(A few rows)
☆ ☆ ☆ ☆

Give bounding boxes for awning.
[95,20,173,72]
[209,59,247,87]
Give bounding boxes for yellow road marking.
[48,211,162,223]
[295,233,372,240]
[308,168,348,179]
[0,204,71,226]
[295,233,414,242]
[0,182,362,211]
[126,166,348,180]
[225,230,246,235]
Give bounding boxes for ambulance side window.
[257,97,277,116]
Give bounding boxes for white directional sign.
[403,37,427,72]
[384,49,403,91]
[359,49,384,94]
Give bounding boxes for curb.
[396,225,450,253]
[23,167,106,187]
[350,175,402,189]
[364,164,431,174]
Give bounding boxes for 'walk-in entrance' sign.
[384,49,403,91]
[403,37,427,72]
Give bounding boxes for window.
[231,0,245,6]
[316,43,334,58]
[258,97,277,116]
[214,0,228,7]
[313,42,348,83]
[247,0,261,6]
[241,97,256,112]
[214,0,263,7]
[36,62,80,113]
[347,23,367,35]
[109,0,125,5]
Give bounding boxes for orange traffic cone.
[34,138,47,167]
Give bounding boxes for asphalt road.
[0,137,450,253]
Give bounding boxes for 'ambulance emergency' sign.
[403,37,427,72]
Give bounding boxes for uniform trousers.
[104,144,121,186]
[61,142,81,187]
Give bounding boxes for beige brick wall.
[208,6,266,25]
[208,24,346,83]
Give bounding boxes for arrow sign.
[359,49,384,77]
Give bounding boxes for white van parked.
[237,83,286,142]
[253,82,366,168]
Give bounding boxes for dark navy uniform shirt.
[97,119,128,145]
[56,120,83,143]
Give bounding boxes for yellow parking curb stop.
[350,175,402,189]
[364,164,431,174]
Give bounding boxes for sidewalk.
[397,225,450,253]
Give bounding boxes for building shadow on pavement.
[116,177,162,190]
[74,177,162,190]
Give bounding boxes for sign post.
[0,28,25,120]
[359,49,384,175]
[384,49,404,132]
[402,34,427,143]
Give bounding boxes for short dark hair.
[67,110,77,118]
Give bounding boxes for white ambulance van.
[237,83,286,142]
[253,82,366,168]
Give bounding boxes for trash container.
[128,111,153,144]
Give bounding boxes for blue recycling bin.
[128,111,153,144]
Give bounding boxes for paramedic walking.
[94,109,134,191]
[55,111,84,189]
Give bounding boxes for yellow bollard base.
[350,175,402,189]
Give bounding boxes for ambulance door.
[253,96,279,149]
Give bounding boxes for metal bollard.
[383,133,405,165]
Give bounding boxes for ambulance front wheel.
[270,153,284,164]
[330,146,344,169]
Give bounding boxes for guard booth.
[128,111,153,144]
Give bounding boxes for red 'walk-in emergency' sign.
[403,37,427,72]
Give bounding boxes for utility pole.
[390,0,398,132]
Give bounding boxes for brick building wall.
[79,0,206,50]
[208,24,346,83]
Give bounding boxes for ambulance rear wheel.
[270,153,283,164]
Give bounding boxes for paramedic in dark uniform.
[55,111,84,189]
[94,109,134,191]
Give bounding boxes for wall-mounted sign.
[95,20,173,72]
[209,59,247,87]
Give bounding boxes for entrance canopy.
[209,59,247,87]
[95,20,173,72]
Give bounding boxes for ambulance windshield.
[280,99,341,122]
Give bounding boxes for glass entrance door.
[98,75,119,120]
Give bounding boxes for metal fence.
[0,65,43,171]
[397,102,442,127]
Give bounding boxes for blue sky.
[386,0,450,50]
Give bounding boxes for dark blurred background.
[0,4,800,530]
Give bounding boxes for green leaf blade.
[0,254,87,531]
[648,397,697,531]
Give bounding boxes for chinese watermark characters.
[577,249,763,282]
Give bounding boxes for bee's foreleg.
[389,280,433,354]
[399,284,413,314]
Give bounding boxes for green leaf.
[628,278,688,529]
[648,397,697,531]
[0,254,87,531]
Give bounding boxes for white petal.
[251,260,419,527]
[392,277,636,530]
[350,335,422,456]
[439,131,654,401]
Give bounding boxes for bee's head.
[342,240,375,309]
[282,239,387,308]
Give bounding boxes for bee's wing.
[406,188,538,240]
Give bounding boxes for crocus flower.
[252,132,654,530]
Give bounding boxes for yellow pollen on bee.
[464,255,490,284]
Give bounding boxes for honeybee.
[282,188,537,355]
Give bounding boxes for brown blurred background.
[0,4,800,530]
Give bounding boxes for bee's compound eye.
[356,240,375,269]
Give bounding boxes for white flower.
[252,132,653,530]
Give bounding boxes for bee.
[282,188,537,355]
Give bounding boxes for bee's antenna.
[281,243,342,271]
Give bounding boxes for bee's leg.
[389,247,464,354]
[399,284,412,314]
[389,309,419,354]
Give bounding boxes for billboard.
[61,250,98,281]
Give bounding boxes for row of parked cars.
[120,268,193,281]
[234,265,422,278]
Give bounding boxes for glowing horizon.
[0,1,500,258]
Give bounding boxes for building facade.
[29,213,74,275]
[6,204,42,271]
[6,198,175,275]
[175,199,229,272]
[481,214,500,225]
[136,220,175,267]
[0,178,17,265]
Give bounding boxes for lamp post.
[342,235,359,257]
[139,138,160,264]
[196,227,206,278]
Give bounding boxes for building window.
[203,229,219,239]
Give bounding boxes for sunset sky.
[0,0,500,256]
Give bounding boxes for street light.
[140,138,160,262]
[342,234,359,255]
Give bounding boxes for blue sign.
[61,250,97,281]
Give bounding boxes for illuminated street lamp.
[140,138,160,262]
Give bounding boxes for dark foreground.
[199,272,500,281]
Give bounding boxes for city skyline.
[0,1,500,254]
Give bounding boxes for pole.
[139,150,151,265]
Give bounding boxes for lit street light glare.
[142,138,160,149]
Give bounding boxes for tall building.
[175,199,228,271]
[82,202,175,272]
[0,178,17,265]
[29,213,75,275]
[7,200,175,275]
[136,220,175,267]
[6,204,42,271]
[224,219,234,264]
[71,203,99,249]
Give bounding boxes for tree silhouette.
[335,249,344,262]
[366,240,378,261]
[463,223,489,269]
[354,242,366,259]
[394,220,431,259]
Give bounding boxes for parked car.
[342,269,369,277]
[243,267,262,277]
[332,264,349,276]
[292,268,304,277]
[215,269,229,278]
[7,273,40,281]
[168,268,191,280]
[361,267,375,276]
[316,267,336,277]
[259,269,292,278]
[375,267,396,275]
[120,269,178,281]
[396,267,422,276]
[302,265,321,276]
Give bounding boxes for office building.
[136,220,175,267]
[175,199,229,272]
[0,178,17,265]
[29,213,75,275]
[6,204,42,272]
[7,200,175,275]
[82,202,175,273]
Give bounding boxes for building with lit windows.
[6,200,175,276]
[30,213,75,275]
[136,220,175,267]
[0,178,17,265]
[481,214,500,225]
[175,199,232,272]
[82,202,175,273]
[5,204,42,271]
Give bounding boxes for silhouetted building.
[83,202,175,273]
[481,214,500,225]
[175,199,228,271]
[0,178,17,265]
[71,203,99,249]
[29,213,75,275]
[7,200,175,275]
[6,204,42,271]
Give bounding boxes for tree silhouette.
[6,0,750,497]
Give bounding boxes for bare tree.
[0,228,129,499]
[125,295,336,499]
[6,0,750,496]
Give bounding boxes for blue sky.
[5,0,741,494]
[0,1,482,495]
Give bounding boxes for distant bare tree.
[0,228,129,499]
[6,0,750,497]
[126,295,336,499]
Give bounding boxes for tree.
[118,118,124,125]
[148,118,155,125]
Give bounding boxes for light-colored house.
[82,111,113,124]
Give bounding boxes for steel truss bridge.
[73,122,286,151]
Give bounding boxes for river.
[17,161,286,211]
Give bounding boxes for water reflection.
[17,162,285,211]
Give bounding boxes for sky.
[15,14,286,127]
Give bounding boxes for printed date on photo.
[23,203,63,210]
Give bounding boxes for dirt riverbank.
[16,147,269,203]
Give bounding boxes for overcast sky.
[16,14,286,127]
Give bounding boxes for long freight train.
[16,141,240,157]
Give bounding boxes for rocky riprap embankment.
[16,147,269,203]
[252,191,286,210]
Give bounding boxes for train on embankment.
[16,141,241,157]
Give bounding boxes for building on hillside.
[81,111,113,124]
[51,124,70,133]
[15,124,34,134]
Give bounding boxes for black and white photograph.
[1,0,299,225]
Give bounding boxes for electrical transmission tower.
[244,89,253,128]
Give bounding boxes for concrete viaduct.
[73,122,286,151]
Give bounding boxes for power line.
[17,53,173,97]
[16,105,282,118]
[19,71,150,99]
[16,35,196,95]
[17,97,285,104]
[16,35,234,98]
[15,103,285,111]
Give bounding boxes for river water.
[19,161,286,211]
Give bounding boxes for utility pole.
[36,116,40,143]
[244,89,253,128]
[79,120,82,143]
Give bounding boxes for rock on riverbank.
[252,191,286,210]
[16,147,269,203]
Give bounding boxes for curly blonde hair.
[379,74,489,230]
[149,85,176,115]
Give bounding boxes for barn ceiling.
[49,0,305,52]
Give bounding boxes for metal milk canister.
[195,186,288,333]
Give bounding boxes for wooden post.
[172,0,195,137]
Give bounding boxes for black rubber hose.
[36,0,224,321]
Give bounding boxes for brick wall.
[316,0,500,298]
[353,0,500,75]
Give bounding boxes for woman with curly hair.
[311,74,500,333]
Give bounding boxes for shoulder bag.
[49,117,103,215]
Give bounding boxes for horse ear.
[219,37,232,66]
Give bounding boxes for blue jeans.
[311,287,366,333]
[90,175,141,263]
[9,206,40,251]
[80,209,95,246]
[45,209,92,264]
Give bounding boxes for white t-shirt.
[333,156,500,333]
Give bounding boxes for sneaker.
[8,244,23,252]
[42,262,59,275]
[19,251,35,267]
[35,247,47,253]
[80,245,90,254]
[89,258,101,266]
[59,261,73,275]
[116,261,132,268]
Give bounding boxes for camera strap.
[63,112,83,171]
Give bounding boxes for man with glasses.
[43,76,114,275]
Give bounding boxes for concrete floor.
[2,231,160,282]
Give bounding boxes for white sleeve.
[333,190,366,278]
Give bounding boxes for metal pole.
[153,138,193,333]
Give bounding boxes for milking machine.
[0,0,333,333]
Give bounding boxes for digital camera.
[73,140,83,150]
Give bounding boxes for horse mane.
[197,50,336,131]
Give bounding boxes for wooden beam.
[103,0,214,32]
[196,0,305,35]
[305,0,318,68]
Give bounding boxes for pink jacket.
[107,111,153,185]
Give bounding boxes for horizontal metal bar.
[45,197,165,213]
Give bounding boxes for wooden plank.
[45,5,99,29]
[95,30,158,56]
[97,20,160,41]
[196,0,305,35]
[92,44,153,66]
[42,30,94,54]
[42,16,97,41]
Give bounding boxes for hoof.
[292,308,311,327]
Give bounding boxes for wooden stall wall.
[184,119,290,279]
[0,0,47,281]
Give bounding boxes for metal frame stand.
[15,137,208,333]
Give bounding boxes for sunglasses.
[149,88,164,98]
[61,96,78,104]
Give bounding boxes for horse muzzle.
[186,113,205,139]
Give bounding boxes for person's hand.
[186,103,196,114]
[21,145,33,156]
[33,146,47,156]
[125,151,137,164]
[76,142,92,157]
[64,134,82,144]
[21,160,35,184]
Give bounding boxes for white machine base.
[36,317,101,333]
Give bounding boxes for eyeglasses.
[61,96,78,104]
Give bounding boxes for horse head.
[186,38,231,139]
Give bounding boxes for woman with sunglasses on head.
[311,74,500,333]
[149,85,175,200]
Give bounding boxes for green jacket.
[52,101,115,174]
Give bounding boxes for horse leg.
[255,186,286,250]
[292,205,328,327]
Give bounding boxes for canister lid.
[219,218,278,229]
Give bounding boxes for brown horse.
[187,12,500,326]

☆ ☆ ☆ ☆

Give the lines of the rows above as a numbered list, beginning at the line that contains "Give bounding boxes for illuminated" and ending after the line that contains "[5,204,42,271]". Omit any blank lines.

WRITTEN SOLUTION:
1. Give bounding boxes for illuminated street lamp.
2. [140,138,160,262]
3. Give bounding boxes for dark foreground.
4. [199,272,500,281]
5. Give bounding boxes for city skyline.
6. [0,1,500,254]
7. Give bounding boxes for pole.
8. [139,150,151,265]
9. Give bounding boxes for lit street light glare.
10. [142,138,160,149]
11. Give bounding boxes for tall building.
12. [175,199,228,271]
13. [82,202,175,272]
14. [0,178,17,265]
15. [29,213,75,275]
16. [7,200,175,275]
17. [136,220,175,267]
18. [6,204,42,271]
19. [224,219,234,264]
20. [71,203,99,249]
21. Give bounding boxes for tree silhouette.
22. [335,249,344,262]
23. [366,240,378,261]
24. [463,223,489,269]
25. [354,242,366,259]
26. [394,220,431,259]
27. Give bounding boxes for parked car.
28. [342,269,369,277]
29. [243,267,262,277]
30. [332,264,349,276]
31. [292,268,304,277]
32. [215,269,229,278]
33. [7,273,40,281]
34. [168,268,191,280]
35. [361,267,375,276]
36. [316,267,336,277]
37. [259,269,292,278]
38. [375,267,396,275]
39. [120,269,178,281]
40. [396,267,422,276]
41. [302,265,321,276]
42. Give bounding boxes for office building.
43. [136,220,175,267]
44. [175,199,229,272]
45. [0,178,17,265]
46. [29,213,75,275]
47. [6,204,42,272]
48. [7,200,175,275]
49. [82,202,175,273]
50. Give bounding boxes for building with lit windows.
51. [6,200,175,276]
52. [30,213,75,275]
53. [136,220,175,267]
54. [0,178,17,265]
55. [481,214,500,225]
56. [175,199,232,272]
57. [82,202,175,273]
58. [5,204,42,271]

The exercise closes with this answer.